## TEXTABSCHNITT
● ● ● ●
Das katalanische Referendum 2017, Gründe und historisierende Narrative

Dass Spanien ein massives Problem mit der Aufarbeitung der Franco-Diktatur hat, ist unbestritten und nicht zu leugnen.
Angehörige kämpfen seit Jahrzehnten um die Aufhebung von Unrechtsurteilen, um die Öffnung von Massengräbern, um die Ehre ihrer Eltern, Großeltern und anderer Verwandten.
Das sind allerdings zum Teil recht komplizierte Vorgänge, die wie schon einmal angsprochen auch mit der Art und Weise korrespondieren, wie dieses Regime abgewickelt wurde.

Ich weise da noch einmal dauf hin, dass das kein krasser Bruch, sondern ein fließender Übergang war.

Beim Thema Unrechtsurteile käme die Frage hinzu Unrechtsurtile vor dem Hintergrund welcher Rechtsgrundlage? Der der 2. Republik? Der des Franco-Regimes selbst? Der des postfranquistischen Spanien? Der der international annerkannten Grundrechte (die allerdings das Regime seinerzeit nicht anerkannte?).
● ● ● ●
## BEREITGESTELLTE DATEN
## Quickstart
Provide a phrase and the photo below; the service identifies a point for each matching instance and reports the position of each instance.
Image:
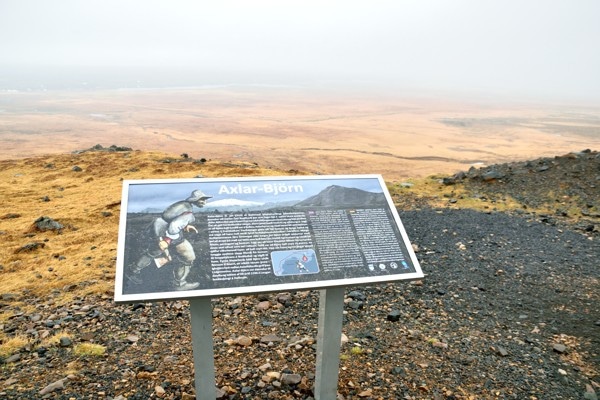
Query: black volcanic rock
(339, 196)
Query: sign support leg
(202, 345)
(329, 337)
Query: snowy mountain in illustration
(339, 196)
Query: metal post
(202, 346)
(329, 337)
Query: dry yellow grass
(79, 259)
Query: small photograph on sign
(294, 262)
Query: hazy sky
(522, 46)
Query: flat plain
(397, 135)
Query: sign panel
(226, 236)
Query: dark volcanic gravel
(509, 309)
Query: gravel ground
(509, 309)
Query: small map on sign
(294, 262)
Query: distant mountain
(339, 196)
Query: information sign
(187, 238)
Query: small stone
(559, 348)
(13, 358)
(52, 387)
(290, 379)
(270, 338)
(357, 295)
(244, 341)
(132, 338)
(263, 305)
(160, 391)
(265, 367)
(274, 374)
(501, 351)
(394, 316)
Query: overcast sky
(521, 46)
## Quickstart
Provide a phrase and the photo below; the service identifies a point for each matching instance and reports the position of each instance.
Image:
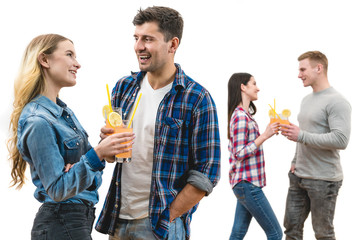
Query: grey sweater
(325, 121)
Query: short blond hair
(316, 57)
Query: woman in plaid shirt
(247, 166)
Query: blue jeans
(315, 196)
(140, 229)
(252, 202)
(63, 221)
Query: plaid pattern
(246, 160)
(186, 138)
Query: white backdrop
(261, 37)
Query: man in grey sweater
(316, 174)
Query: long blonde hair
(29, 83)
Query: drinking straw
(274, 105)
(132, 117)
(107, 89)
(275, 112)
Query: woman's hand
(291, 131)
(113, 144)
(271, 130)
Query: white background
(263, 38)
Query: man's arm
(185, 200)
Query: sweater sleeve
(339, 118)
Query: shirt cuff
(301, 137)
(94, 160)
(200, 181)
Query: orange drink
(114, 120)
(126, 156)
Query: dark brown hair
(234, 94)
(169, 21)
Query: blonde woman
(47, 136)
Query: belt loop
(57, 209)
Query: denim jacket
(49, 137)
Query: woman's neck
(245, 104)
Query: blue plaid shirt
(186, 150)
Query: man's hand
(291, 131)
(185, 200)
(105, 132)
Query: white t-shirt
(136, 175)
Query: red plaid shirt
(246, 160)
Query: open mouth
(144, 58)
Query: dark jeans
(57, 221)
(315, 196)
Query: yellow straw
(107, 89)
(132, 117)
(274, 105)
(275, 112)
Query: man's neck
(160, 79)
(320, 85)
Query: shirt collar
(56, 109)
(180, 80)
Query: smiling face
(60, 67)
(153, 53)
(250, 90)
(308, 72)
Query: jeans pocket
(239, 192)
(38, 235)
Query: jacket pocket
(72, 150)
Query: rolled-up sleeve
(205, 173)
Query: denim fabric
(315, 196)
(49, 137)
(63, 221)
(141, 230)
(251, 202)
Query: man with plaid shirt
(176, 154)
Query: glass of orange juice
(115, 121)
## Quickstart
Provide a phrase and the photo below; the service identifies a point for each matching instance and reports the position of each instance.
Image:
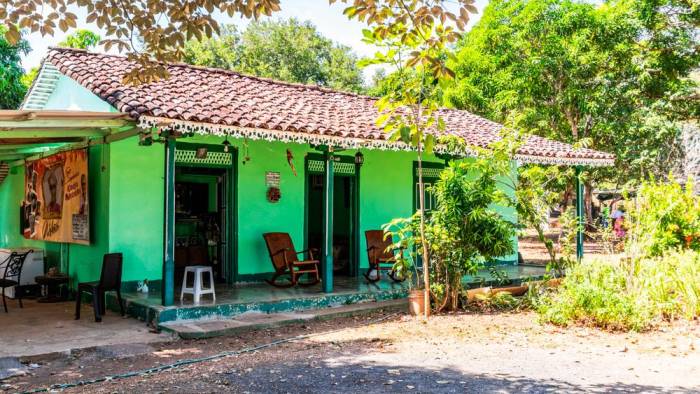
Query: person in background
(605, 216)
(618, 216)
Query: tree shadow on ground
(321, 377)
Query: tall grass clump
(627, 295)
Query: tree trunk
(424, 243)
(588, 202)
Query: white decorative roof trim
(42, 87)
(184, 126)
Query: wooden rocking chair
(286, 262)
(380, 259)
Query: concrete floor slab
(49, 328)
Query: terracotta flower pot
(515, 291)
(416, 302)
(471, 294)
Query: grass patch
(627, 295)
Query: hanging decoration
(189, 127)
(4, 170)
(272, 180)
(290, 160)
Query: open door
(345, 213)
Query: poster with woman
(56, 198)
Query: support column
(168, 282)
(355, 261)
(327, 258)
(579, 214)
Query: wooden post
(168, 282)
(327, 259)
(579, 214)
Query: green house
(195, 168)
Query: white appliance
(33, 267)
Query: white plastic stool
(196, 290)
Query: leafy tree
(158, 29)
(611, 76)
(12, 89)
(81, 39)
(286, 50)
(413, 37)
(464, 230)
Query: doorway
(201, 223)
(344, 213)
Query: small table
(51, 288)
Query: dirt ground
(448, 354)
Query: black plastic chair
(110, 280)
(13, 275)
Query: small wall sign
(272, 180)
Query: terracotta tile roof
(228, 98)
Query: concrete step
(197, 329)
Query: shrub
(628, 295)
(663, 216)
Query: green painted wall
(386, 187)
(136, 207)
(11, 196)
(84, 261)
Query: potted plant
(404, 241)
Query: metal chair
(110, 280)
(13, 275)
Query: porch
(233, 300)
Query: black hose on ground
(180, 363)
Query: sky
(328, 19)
● ● ● ●
## AUFGABENSTELLUNG
A. Wofür kämpfen Angehörige laut dem Textabschnitt seit Jahrzehnten?
B. Ziehen Sie aus den Datensätzen jede Zeile heraus, in der die Zeichenfolge "blonde" vorkommt.
Der Textabschnitt und die Datensätze stammen aus voneinander unabhängigen Quellen.

## AUSGEARBEITETE LÖSUNGEN
A. Für die Aufhebung von Unrechtsurteilen, die Öffnung von Massengräbern und die Ehre ihrer Eltern, Großeltern und anderer Verwandten.

B.
Query: long blonde hair
Query: blonde woman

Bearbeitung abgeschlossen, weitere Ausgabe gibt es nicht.